WRITTEN REQUEST » Write the entries out again exactly as they stand, but without the pictures.

INPUT DATA »
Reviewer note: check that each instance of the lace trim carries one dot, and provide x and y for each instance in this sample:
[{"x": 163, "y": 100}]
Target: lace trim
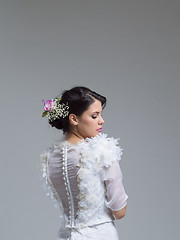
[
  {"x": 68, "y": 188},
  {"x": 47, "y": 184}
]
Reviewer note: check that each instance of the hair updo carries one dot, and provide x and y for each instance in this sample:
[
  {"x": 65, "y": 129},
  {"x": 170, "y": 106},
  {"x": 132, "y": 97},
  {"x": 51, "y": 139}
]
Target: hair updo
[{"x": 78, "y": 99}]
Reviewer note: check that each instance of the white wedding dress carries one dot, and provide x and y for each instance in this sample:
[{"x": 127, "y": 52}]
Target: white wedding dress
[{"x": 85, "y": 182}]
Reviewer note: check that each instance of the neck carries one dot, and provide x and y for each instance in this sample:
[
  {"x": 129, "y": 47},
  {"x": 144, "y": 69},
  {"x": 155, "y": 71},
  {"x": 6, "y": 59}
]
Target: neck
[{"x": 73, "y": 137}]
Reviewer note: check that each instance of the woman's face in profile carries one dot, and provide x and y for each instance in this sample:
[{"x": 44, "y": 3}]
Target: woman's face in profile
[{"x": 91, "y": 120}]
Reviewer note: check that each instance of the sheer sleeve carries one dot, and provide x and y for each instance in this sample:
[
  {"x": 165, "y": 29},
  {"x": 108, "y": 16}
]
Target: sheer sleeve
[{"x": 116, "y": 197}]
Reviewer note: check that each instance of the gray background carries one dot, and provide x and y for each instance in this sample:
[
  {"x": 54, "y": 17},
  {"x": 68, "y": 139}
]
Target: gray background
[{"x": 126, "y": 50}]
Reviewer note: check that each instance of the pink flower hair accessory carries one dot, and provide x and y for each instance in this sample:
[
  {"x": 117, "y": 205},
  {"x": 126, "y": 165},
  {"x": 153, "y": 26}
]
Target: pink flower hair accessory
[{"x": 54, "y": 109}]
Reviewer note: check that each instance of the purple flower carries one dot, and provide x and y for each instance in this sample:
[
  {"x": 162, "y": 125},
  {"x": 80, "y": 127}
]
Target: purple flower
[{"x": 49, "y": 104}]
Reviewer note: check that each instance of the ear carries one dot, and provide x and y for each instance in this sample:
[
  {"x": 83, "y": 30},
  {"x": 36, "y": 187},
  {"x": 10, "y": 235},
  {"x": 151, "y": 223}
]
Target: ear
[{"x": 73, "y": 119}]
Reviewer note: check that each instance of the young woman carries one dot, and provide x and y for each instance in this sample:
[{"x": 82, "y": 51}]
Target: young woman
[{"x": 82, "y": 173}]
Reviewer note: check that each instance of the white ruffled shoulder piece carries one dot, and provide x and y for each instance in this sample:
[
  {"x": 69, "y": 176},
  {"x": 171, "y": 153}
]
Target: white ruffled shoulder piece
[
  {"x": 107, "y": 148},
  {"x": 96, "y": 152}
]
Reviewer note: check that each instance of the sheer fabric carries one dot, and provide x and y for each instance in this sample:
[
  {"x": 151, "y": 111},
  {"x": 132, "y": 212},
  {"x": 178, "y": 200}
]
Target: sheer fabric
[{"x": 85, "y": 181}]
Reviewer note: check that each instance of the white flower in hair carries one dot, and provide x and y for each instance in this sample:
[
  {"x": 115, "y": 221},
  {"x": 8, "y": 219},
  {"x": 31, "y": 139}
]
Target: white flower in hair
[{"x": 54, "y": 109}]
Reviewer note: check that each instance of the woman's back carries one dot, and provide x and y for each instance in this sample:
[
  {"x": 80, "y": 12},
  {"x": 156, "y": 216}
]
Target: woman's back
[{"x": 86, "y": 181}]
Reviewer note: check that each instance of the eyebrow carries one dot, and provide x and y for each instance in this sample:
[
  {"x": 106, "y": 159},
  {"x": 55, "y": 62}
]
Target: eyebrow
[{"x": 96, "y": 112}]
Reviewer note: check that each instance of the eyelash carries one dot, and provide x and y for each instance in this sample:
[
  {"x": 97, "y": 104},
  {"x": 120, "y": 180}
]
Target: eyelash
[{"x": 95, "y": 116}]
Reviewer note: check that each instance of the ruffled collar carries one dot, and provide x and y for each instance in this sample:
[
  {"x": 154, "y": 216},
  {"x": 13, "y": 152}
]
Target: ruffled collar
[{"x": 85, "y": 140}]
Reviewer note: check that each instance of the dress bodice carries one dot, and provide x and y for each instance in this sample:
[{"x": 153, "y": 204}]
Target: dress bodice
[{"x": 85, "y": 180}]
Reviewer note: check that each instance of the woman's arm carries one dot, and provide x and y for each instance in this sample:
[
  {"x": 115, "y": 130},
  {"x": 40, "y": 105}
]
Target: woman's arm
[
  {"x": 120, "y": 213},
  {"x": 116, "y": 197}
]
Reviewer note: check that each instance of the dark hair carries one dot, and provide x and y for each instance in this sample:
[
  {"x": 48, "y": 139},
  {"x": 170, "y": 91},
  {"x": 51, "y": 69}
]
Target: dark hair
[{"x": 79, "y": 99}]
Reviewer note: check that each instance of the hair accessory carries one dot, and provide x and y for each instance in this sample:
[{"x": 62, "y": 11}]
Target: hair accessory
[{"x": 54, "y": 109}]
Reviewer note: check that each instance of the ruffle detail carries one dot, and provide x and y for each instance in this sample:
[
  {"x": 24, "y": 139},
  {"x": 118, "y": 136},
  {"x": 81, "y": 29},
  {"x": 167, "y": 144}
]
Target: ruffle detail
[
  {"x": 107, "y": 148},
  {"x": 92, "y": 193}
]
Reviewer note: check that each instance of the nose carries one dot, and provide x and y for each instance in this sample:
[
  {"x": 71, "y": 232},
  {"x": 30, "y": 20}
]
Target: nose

IN RESPONSE »
Reviewer note: check that each instance of the lace trim carries one dot, and provide x and y for each instance in this sample:
[{"x": 163, "y": 100}]
Target: lace trim
[
  {"x": 68, "y": 188},
  {"x": 47, "y": 184}
]
Reviewer note: check that each instance of the hair updo carries one dot, and provide x and y for each instance in this sample:
[
  {"x": 65, "y": 129},
  {"x": 170, "y": 106},
  {"x": 132, "y": 97},
  {"x": 51, "y": 139}
]
Target: hair updo
[{"x": 78, "y": 99}]
Reviewer note: check that each instance of the white wedding dress carries one dot, and provide x and y for each instance in this sample:
[{"x": 127, "y": 52}]
Target: white wedding dress
[{"x": 85, "y": 182}]
Reviewer note: check that each instance of the neck carries one dot, and provide x and y for each instance in this sample:
[
  {"x": 129, "y": 47},
  {"x": 144, "y": 69},
  {"x": 155, "y": 71},
  {"x": 6, "y": 59}
]
Target: neck
[{"x": 73, "y": 137}]
Reviewer note: check that each instance of the woman's face in profile carries one dot, and provide x and y for each instance in this sample:
[{"x": 44, "y": 3}]
Target: woman's face in profile
[{"x": 91, "y": 120}]
Reviewer note: check that each instance of the sheer sleeve carries one dot, and provide x and y for each instance in this sample:
[
  {"x": 165, "y": 29},
  {"x": 108, "y": 16}
]
Target: sheer sleeve
[{"x": 116, "y": 197}]
Reviewer note: check that each instance of the gray background carries one dot, and provide x and y for each instance in this sample:
[
  {"x": 54, "y": 17},
  {"x": 68, "y": 139}
]
Target: gray background
[{"x": 126, "y": 50}]
Reviewer note: check that each instance of the pink flower hair accessory carries one dot, and provide x and y for each instance in this sample:
[
  {"x": 117, "y": 205},
  {"x": 126, "y": 165},
  {"x": 153, "y": 26}
]
Target: pink flower hair accessory
[{"x": 54, "y": 109}]
Reviewer note: check that each instance of the purple flower carries one dot, and provide x and y for each instance in this sample:
[
  {"x": 162, "y": 125},
  {"x": 80, "y": 127}
]
Target: purple flower
[{"x": 49, "y": 104}]
Reviewer note: check that each instance of the ear carries one dot, and provide x and y for each instance in this sample:
[
  {"x": 83, "y": 30},
  {"x": 36, "y": 187},
  {"x": 10, "y": 235},
  {"x": 151, "y": 223}
]
Target: ear
[{"x": 73, "y": 119}]
Reviewer note: check that each instance of the young woman carries one dot, and provide x and y for each instance in this sample:
[{"x": 82, "y": 51}]
Target: young woman
[{"x": 82, "y": 173}]
Reviewer note: check that each instance of the white ruffled shoulder piece carries one dot, and provide x and y for each instance in this sample:
[
  {"x": 69, "y": 176},
  {"x": 171, "y": 153}
]
Target: white ruffled shoulder piece
[
  {"x": 107, "y": 148},
  {"x": 96, "y": 152}
]
Reviewer note: check that each instance of the sheer fabric carries one dot, and provide x and y for each instance in this sample:
[
  {"x": 151, "y": 111},
  {"x": 132, "y": 212},
  {"x": 178, "y": 200}
]
Target: sheer fabric
[{"x": 85, "y": 181}]
Reviewer note: check that each instance of the white flower in hair carries one dot, and provide x and y for each instance in this sample:
[
  {"x": 115, "y": 221},
  {"x": 8, "y": 219},
  {"x": 31, "y": 139}
]
Target: white flower in hair
[{"x": 54, "y": 109}]
Reviewer note: check that each instance of the woman's back carries one dot, and provide x and y for each instance in this sample:
[
  {"x": 80, "y": 12},
  {"x": 156, "y": 216}
]
Target: woman's back
[{"x": 86, "y": 181}]
Reviewer note: check that each instance of the eyebrow carries one dot, and provide x and y for each instance in this sample:
[
  {"x": 106, "y": 159},
  {"x": 55, "y": 62}
]
Target: eyebrow
[{"x": 96, "y": 112}]
Reviewer note: check that each instance of the eyelash carries one dot, and provide x and y for each instance in this sample:
[
  {"x": 97, "y": 104},
  {"x": 120, "y": 180}
]
Target: eyelash
[{"x": 95, "y": 116}]
Reviewer note: check that each instance of the ruffled collar carries one dot, and provide x and y for each instance in this sample:
[
  {"x": 154, "y": 216},
  {"x": 13, "y": 152}
]
Target: ruffled collar
[{"x": 85, "y": 140}]
Reviewer note: check that each instance of the dress bodice carries one dot, and provide x and y for each instance in this sample:
[{"x": 153, "y": 204}]
Target: dress bodice
[{"x": 85, "y": 180}]
Reviewer note: check that each instance of the woman's arm carries one dot, and provide x and y for each instance in this sample:
[
  {"x": 115, "y": 130},
  {"x": 40, "y": 105}
]
Target: woman's arm
[
  {"x": 120, "y": 213},
  {"x": 116, "y": 197}
]
Reviewer note: check that each instance of the dark hair carries one dot, and provide x and y for each instance in this sample:
[
  {"x": 48, "y": 139},
  {"x": 170, "y": 91},
  {"x": 51, "y": 69}
]
Target: dark hair
[{"x": 79, "y": 99}]
Reviewer note: check that each instance of the hair accessory carries one dot, and provide x and y for each instance in this sample:
[{"x": 62, "y": 11}]
Target: hair accessory
[{"x": 54, "y": 109}]
Reviewer note: check that each instance of the ruffle detail carries one dot, and provide x and y for each instance in this sample:
[
  {"x": 24, "y": 139},
  {"x": 118, "y": 136},
  {"x": 81, "y": 29},
  {"x": 167, "y": 144}
]
Target: ruffle detail
[
  {"x": 107, "y": 148},
  {"x": 92, "y": 193}
]
Reviewer note: check that each instance of the nose carries one dot, and provide x and y for each instance in this sample:
[
  {"x": 71, "y": 232},
  {"x": 30, "y": 20}
]
Target: nose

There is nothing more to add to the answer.